§ **Given problem a**
Please echo the section of the mailing-list reply below that opens with the words containing "well, by using" and closes with "to be exact?", word for word.

§ **Source passage**
> Now I really want to do this.  I'll see what I'm up to this weekend.  :-)

heh, it all looks good to me.  I think I'm just not quite sure what you're 
up to (that, and understores in field names confuse me for some reason ;).

> What really can you track with this besides scoring and the correlation of 
> current email styles and how the tests react to them?  I was also thinking of 
> maybe adding some data from the headers which would track where the email 
> came from but then again I don't want to recreate the razor or another SA 
> clone.  :-)

well, by using this data to make spamassassin into a much more accurate
detector, you could start collecting data on the spammers who send out
those messages..  could generate blacklists/filters based on information
that they put into their spams (phone numbers, web pages, ip's, etc)..  
Not to mention making it easier for those of us who bother reporting them
to isp's and (for WA residents) attorney generals.

> Offhand, how does Razor get false positives?  I thought that it was MD5-based 
> and the email had to be exact?

it does.  but md5 doesn't generate a unique id...   there's no way that a 
smallish number can be used to identify an infinite number of possible 
email combinations..   so while md5 can be used to check integrity of data 
(since the value will change when even one bit in the checked files 
changes), it becomes inaccurate when you're trying to compare DIFFERENT 
things, since you can have two vastly different source files that end up 
with the same checksum.   although this is a bit off topic, a similar 
system could be desgned that would work around this..  maybe by using the 
sa score and some kind of unique id generated by a part of the message 
headers that wouldn't change for each user...

Excerpts from a detection dataset
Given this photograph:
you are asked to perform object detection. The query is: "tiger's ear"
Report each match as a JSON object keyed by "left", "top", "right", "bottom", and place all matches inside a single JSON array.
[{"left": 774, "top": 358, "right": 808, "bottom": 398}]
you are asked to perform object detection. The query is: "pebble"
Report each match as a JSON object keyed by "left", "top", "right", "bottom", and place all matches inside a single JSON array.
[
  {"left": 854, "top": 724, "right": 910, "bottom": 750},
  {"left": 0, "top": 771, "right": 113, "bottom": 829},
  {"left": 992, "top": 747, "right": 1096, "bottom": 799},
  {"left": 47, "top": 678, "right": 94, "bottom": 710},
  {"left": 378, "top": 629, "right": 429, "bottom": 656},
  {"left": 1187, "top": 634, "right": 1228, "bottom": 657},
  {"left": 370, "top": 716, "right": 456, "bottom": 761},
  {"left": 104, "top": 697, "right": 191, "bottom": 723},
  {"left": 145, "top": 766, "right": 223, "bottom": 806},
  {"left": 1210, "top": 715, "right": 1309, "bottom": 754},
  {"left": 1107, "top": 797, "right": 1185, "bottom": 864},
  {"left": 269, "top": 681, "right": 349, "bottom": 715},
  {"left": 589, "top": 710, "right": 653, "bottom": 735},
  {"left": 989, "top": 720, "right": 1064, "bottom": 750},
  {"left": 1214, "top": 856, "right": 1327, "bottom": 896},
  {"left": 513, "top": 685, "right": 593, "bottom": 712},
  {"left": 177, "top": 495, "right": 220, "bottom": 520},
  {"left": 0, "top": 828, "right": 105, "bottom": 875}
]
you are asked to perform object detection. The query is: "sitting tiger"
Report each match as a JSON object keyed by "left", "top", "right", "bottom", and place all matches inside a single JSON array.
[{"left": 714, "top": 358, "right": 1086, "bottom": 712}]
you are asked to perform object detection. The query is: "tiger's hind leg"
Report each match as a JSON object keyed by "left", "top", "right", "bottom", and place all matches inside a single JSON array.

§ **Given problem b**
Duplicate all of the detection records above, keeping every line unchanged.

§ **Answer a**
well, by using this data to make spamassassin into a much more accurate
detector, you could start collecting data on the spammers who send out
those messages..  could generate blacklists/filters based on information
that they put into their spams (phone numbers, web pages, ip's, etc)..  
Not to mention making it easier for those of us who bother reporting them
to isp's and (for WA residents) attorney generals.

> Offhand, how does Razor get false positives?  I thought that it was MD5-based 
> and the email had to be exact?

§ **Answer b**
Given this photograph:
you are asked to perform object detection. The query is: "tiger's ear"
Report each match as a JSON object keyed by "left", "top", "right", "bottom", and place all matches inside a single JSON array.
[{"left": 774, "top": 358, "right": 808, "bottom": 398}]
you are asked to perform object detection. The query is: "pebble"
Report each match as a JSON object keyed by "left", "top", "right", "bottom", and place all matches inside a single JSON array.
[
  {"left": 854, "top": 724, "right": 910, "bottom": 750},
  {"left": 0, "top": 771, "right": 113, "bottom": 829},
  {"left": 992, "top": 747, "right": 1096, "bottom": 799},
  {"left": 47, "top": 678, "right": 94, "bottom": 710},
  {"left": 378, "top": 629, "right": 429, "bottom": 656},
  {"left": 1187, "top": 634, "right": 1228, "bottom": 657},
  {"left": 370, "top": 716, "right": 456, "bottom": 761},
  {"left": 104, "top": 697, "right": 191, "bottom": 723},
  {"left": 145, "top": 766, "right": 223, "bottom": 806},
  {"left": 1210, "top": 715, "right": 1309, "bottom": 754},
  {"left": 1107, "top": 797, "right": 1185, "bottom": 864},
  {"left": 269, "top": 681, "right": 349, "bottom": 715},
  {"left": 589, "top": 710, "right": 653, "bottom": 735},
  {"left": 989, "top": 720, "right": 1064, "bottom": 750},
  {"left": 1214, "top": 856, "right": 1327, "bottom": 896},
  {"left": 513, "top": 685, "right": 593, "bottom": 712},
  {"left": 177, "top": 495, "right": 220, "bottom": 520},
  {"left": 0, "top": 828, "right": 105, "bottom": 875}
]
you are asked to perform object detection. The query is: "sitting tiger"
Report each match as a JSON object keyed by "left", "top", "right", "bottom", and place all matches inside a single JSON array.
[{"left": 714, "top": 358, "right": 1086, "bottom": 712}]
you are asked to perform object detection. The query is: "tiger's hind leg"
Report each match as a JSON object keyed by "left", "top", "right", "bottom", and place all matches inside a single JSON array.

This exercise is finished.